— START Input records —
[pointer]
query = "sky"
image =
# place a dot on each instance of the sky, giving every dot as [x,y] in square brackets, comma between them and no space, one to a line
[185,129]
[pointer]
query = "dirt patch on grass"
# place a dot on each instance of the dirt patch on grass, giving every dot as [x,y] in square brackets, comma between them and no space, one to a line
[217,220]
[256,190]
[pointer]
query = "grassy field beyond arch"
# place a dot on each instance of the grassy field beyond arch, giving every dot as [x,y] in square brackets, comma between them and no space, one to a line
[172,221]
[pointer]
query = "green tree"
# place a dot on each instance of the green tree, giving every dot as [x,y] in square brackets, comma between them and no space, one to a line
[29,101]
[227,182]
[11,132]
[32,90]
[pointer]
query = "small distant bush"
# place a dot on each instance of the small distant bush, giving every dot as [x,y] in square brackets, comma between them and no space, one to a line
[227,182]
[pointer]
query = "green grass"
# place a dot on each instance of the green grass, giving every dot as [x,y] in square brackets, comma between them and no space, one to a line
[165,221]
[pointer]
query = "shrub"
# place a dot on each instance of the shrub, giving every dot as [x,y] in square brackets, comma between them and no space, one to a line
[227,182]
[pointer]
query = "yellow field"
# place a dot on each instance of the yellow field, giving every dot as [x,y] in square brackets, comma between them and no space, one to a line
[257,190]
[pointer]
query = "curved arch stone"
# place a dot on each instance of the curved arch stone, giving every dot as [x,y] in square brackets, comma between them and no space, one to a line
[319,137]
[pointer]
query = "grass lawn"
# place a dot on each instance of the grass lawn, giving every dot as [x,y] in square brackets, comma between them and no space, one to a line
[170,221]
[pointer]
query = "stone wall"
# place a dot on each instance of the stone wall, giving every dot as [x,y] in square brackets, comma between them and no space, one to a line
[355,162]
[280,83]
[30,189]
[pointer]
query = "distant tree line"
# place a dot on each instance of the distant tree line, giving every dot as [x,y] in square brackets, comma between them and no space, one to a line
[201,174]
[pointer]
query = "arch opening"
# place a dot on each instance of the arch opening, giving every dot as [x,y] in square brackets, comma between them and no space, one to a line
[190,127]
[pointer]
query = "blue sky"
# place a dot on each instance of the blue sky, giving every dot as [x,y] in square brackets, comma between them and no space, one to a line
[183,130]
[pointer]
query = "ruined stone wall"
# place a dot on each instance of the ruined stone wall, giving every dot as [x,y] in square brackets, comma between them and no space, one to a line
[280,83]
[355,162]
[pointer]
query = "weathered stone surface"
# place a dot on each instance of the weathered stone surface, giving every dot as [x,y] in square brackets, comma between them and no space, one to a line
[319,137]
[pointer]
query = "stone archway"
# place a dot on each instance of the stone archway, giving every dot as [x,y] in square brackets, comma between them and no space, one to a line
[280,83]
— END Input records —
## What to work on
Reproduce all of the material above word for word.

## Solution to this exercise
[pointer]
query = "sky"
image =
# place a dot on each instance of the sky, giving every dot as [x,y] in square brackets, comma between them and no space, one to a line
[185,129]
[pointer]
query = "dirt patch on grass"
# place a dot on each instance of the dirt patch on grass, giving every dot as [x,y] in square brackets, comma between them and no space, one to a line
[217,220]
[256,190]
[pointer]
query = "grassy field beyond arch"
# place a dot on each instance of the grassy field beyond arch, giving every dot as [x,y] in square brackets, comma between them and no space, one to a line
[172,221]
[pointer]
query = "green tree"
# place a dot on each instance of the green tree, giving every dot as [x,y] in square brackets, comma between them and no space, one to a line
[29,101]
[227,182]
[11,132]
[32,90]
[pointer]
query = "small distant bush"
# place a dot on each instance of the small distant bush, giving every dot as [x,y] in square brackets, comma between them and no space, one to a line
[227,182]
[pointer]
query = "green grass"
# place a dot on each instance of the green grass, giving every dot as [x,y] in square brackets, comma between them and no space, one to a line
[165,221]
[pointer]
query = "shrub"
# place a dot on each instance of the shrub, giving every dot as [x,y] in square brackets, comma between them and no space, one to a line
[227,182]
[pointer]
query = "yellow field"
# place a dot on each instance of the yellow field, giving every dot as [x,y] in square brackets, comma between them and no space, one to a line
[257,190]
[pointer]
query = "curved arch stone"
# place a dot on each instance of the curved arch stone, giving every dot as [x,y] in square brackets, comma between them and no space, one to a line
[319,137]
[pointer]
query = "grass lawn"
# place a dot on each instance of the grass lawn, giving every dot as [x,y] in square brackets, comma between them and no space, one to a line
[170,221]
[pointer]
query = "stone wall"
# place a dot on each instance of the stone wall, giving every dot as [x,y] in square brackets, comma between them and no space, one to a line
[355,162]
[280,83]
[30,189]
[pointer]
query = "distant tree line"
# place a dot on each instance of the distant tree line, giving every dot as [x,y] in square brackets, comma between them and no space, one to a line
[201,174]
[pointer]
query = "arch opening"
# place a dot on each instance of the arch opening, giving every dot as [x,y] in square brackets, comma between them and no space, one to a line
[190,127]
[pointer]
query = "blue sky"
# place a dot on each instance of the blue sky, giving every dot as [x,y] in square brackets, comma between them and no space, one to a line
[183,130]
[pointer]
query = "ruined stone wall"
# place a dot on each instance of the ruined stone wall, giving every dot as [x,y] in square brackets, comma between them and no space, one to a line
[280,83]
[355,162]
[pointer]
query = "weathered stone surface"
# place a dot on each instance of the weathered stone surface, giving every dot as [x,y] in square brackets, comma between them and no space, one to a line
[319,137]
[pointer]
query = "stone archway"
# place a dot on each instance of the stone archway, giving every dot as [x,y] in square brackets, comma between them and no space, one to a line
[280,83]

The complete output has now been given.